Region annotation entries
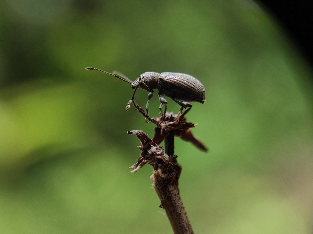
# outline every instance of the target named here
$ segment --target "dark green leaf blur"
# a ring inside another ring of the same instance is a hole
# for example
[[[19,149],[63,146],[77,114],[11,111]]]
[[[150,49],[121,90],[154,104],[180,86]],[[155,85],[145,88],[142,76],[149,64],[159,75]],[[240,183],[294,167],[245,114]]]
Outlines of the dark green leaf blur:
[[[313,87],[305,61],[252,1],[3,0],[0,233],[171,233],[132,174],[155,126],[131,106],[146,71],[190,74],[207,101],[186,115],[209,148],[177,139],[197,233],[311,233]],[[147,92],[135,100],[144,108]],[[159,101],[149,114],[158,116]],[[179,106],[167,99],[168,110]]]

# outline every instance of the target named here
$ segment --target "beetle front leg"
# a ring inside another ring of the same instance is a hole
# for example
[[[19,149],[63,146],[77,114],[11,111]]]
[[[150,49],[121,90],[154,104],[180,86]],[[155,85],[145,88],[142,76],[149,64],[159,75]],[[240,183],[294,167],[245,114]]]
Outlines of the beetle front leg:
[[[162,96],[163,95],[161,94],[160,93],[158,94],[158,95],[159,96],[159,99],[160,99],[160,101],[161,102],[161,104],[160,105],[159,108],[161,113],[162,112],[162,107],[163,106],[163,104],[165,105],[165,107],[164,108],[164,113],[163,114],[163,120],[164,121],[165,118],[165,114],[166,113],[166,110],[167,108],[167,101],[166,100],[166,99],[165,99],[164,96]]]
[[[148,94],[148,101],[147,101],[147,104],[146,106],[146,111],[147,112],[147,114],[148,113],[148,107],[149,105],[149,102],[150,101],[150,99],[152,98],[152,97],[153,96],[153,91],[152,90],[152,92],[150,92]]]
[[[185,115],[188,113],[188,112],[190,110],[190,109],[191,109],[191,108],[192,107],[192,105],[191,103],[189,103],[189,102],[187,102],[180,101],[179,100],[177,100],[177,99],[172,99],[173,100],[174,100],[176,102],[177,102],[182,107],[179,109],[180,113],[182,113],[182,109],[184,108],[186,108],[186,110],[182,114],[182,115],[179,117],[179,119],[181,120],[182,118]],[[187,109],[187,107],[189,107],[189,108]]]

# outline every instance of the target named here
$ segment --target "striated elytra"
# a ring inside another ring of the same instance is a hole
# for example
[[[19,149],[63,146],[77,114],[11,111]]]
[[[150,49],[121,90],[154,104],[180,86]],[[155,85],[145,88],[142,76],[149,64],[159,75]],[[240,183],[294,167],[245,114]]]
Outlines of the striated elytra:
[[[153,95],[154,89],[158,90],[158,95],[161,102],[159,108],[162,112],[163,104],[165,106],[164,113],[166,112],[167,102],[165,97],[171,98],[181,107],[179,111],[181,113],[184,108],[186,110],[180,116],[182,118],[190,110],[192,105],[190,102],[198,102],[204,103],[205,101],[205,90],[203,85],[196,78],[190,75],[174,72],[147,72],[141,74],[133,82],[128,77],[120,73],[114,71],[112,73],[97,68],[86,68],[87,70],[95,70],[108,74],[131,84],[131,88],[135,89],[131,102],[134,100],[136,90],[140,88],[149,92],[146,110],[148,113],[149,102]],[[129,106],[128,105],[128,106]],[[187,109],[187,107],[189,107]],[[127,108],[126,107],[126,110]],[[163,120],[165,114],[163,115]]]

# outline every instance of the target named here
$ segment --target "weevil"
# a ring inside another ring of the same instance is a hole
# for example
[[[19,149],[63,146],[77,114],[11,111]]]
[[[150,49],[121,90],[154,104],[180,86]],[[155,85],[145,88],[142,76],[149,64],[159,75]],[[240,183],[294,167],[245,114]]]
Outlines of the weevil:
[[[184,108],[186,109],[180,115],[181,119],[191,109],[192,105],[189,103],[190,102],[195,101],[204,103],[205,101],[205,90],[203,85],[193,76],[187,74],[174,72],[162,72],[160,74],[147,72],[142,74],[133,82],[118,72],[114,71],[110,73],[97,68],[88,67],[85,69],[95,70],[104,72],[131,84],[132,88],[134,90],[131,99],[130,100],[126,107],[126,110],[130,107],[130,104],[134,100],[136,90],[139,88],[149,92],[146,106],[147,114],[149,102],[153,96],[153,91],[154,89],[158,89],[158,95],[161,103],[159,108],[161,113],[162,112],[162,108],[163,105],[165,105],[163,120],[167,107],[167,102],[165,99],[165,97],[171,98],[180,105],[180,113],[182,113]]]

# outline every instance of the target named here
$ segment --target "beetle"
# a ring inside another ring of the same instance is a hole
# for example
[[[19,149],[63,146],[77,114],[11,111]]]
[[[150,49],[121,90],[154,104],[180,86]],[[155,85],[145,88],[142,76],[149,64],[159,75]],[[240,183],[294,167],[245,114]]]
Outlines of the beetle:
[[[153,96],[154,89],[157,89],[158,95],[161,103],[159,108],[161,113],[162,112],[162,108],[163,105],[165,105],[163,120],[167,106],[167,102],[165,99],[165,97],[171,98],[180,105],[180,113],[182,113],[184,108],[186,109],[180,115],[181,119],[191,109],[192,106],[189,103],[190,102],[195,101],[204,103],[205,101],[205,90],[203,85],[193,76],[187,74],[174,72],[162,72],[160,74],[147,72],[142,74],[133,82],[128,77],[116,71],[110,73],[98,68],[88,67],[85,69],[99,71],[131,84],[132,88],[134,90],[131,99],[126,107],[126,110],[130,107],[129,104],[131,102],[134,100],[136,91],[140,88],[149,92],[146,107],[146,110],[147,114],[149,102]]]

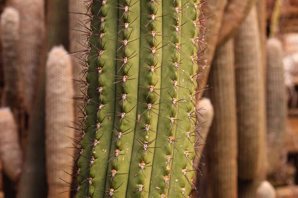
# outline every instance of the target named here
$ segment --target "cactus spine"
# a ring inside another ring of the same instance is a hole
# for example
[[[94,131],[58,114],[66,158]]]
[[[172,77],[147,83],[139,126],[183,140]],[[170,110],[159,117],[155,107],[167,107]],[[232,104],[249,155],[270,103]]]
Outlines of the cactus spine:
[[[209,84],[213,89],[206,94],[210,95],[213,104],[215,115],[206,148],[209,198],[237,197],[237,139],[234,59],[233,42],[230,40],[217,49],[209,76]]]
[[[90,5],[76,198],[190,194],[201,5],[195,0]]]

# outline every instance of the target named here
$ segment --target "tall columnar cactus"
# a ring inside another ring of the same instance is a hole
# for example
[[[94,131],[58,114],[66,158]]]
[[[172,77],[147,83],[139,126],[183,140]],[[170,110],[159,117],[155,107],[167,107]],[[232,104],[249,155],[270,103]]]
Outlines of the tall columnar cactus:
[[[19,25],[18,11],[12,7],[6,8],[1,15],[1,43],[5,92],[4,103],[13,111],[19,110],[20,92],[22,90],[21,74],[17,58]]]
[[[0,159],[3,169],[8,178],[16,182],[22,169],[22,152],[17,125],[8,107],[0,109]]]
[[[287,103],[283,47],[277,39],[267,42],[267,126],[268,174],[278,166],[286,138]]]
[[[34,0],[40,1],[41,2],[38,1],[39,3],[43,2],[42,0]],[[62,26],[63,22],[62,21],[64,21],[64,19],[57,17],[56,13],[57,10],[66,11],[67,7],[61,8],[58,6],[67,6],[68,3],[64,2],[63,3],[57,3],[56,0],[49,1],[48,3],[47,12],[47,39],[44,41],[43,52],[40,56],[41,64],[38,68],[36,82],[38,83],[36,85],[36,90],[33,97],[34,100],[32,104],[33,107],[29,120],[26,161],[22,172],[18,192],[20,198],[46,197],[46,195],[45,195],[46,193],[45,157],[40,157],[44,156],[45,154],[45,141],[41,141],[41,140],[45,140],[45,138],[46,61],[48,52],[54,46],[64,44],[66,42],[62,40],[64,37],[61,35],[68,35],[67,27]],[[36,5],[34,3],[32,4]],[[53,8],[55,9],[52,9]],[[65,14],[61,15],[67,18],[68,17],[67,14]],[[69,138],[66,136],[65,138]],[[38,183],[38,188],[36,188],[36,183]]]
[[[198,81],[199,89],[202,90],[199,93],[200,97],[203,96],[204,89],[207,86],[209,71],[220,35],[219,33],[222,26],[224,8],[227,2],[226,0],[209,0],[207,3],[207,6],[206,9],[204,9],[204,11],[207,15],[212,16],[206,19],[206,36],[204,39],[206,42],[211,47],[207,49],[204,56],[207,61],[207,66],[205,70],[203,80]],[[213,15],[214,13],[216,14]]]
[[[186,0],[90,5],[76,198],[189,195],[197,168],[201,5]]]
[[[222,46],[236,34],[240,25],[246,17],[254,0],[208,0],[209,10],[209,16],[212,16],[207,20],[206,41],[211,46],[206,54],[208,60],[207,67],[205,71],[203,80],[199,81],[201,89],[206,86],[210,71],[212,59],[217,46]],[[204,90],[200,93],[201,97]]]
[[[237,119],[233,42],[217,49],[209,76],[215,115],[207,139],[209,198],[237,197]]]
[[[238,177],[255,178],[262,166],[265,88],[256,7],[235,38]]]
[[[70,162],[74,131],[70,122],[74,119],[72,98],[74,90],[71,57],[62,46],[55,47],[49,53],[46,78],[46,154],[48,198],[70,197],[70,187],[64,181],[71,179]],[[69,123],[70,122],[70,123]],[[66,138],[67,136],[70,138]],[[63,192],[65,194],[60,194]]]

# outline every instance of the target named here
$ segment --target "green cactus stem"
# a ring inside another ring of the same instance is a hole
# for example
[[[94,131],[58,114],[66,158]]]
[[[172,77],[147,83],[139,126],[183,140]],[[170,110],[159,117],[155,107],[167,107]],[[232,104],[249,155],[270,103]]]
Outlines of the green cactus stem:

Brief | Rewrite the entries from their start through the line containing "Outlines of the dark", substituting "cutout" for "hole" and keeping everything else the same. Leave the pictures out.

Solution |
# outline every instance of the target named here
$ segment --target "dark green leaf blur"
# a ring inside another ring of the same instance is a cutout
# for example
[[[19,149],[63,146],[77,114],[11,111]]]
[[[150,49],[121,90],[154,104],[180,86]],[[155,85],[145,88],[142,76],[149,64],[159,75]],[[240,183],[294,167],[245,114]]]
Outlines of the dark green leaf blur:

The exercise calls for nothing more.